> Prompt 1: Rewrite the records from the line containing "chimney in the photo above." through the end of the records, inclusive, swapping "Target" for "Label" and leaving everything else unchanged.

> Document extract:
____________________

The doc is a super-inside peek into what the hell went so wrong with the formerly popular New York governor (who resigned in 2008 amid reports he'd been paying thousands of dollars to hire prostitutes from an escort company), and unfortunately for Spitzer...

He agreed to sit down for Gibney's cameras and attempt to explain himself.

Of course, this is a huge coup for Gibney (and for us), but you soon see it's not just puritanical America—which seems to think some politicians are allowed to sin yet others aren't—that was to blame for Spitzer's downfall, it was Spitzer himself.

Gibney, whose Enron: the Smartest Guys in the Room was nominated for a Best Documentary Oscar, is great at asking tough questions of famously flawed American figures. We only wish he'd managed to corral Tiger Woods into the grilling, too, and ask what the hell is it with these guys who think they can cheat with sluts on the one hand and give good American family sound bites on the other?

Perhaps that's a more specific doc Gibney will offer up later?

For now, we have before us the dark delight of Spitzer's often painful honesty on Gibney's stand, as it were. But we also have the man who many once thought might be a future president lying and evading better than any seasoned Hollywood press rep we know. And trust, that's saying tons.

So if Spitzer's show on CNN doesn't work out, he could easily come to T-town and defend sanctimonious starlets who think their rehabbed poop don't stink, that's for sure.

____________________

> Prompt 2: According to the review of the Spitzer documentary, in what year did the governor resign?

Object point labels:
____________________

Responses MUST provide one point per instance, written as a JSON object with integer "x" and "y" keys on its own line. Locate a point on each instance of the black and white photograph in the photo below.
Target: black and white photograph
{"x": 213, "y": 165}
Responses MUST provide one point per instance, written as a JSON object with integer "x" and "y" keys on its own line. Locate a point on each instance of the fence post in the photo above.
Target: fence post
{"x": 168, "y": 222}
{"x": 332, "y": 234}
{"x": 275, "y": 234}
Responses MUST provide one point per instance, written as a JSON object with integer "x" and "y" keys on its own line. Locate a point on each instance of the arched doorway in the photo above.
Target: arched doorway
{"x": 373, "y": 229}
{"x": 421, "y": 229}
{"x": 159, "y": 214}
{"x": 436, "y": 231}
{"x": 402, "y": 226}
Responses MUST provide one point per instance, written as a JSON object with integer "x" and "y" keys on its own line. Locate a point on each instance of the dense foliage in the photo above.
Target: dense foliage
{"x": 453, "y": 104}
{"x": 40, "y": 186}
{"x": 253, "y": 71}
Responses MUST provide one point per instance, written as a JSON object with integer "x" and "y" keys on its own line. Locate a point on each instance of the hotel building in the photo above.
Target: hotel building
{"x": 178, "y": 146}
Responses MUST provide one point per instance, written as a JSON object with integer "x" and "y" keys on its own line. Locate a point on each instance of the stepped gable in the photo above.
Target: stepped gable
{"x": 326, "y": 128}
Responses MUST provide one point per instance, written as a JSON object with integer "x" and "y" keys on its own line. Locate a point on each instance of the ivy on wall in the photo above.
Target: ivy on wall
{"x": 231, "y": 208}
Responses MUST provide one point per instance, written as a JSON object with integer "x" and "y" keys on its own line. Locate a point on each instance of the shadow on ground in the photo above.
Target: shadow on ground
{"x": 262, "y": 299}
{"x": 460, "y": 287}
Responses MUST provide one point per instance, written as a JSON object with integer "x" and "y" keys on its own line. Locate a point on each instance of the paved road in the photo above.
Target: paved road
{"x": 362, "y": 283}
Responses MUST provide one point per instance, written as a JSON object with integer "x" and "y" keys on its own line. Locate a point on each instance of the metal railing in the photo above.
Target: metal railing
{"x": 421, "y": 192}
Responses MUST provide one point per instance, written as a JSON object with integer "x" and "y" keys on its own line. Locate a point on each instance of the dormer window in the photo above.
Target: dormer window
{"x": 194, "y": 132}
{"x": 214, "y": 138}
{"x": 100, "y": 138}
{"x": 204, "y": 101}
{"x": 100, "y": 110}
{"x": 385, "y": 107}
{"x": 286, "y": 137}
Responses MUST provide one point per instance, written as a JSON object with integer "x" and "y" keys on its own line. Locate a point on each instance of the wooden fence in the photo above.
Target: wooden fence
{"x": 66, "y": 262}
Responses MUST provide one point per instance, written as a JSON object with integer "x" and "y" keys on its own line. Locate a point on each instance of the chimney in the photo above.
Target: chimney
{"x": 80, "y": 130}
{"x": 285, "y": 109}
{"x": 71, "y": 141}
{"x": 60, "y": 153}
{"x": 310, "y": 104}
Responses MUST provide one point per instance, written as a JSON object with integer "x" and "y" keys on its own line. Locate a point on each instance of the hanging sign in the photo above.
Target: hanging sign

____________________

> Task output 1:
Responses MUST provide one point per instance, written as a JSON object with integer "x" and "y" keys on its own line. Locate a point on each instance of the chimney in the photo above.
Label: chimney
{"x": 80, "y": 130}
{"x": 285, "y": 109}
{"x": 71, "y": 141}
{"x": 60, "y": 153}
{"x": 310, "y": 104}
Responses MUST provide one point per instance, written as a JSON object with integer "x" and "y" keys on its own line. Locate a point on each instance of the hanging sign in the photo above.
Label: hanging sign

> Task output 2: 2008